(PASSAGE PRÉSENTÉ)
_ _ _ _
On dit que l’Inde était autrefois le premier producteur mondial de diamants, jusqu’à ce que l’on en découvre au Brésil et en Afrique. Aujourd’hui, l’Inde est le principal fournisseur de taillé au monde. [:] Sur 12 diamants sertis sur des bijoux, 11 seraient taillés et polis dans ce pays. Ainsi, quel que soit l’endroit du monde où vous achetez vos bijoux en diamants, il est très probable que la pierre ait été fabriquée en Inde.
Traditionnellement, les « hira karigars », ou tailleurs de diamants, façonnaient le brut à l’aide de « ghantis », des roues de polissage. Aujourd’hui, le secteur de la taille est bien différent. La ville de Surat (État du Gujarat), qui se situe à environ 250 kilomètres au nord de Mumbai, est l’une des réussites les plus extraordinaires du pays. Grâce à de grandes usines, équipées de machines modernes, le secteur de la taille et du polissage de Surat s’est regroupé dans de grandes installations professionnelles. Les systèmes y sont dotés de la technologie la plus sophistiquée et la plus actuelle.
_ _ _ _
(OBJECTIF A)
Résumez plus brièvement le paragraphe du passage sur les diamants indiens qui commence par « Traditionnellement, les « hira karigars » », en gardant ses faits essentiels.
(OBJECTIF B)
Rédigez la suite du passage sur les diamants indiens, en partant de sa dernière phrase.
Les données n'ont aucun rôle à jouer ici.

(DONNÉES FOURNIES)
_ _ _ _
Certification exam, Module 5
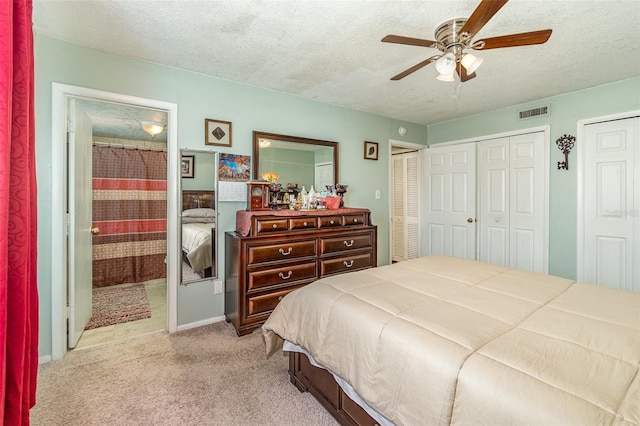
_ _ _ _
(RÉSULTAT FINAL A)
Autrefois, les tailleurs de diamants (« hira karigars ») façonnaient le brut avec des roues de polissage, les « ghantis ». Le secteur a bien changé depuis. À Surat, dans le Gujarat, à environ 250 kilomètres au nord de Mumbai, la taille et le polissage se sont regroupés dans de grandes usines équipées de machines modernes et de la technologie la plus avancée. Cette ville compte parmi les réussites les plus remarquables du pays.

(RÉSULTAT FINAL B)
L’industrie de la taille en Inde reste désorganisée, et ce malgré les tentatives de grandes sociétés de la professionnaliser. Elle se compose de plus de 100 000 structures, petites ou grandes. Le Gujarat regroupe à lui seul 80 % du traitement des diamants produits dans le pays, 90 % étant concentrés dans la ville de Surat. L’Inde réalise 60 % des opérations de taille et de polissage au monde. Environ la moitié des diamants exportés d’Inde proviennent de Surat. On estime que la ville emploie dans ce secteur à elle seule plus de 700 000 travailleurs.
Surat est au cœur de l’industrie de la taille en Inde, qui connaît un véritable essor. Elle est suivie par d’autres centres dans les zones environnantes, et par Mumbai. L’Inde domine le secteur de la taille, malgré l’absence de mines sur place. Récemment, une exploration a été lancée dans les mines de Panna, dans le Nord du pays. Il faudra toutefois un peu de temps avant qu’elles ne produisent du brut. La majeure partie du brut taillé à Surat et ailleurs en Inde est donc actuellement extrait en Angola, au Botswana, en Namibie et en Russie.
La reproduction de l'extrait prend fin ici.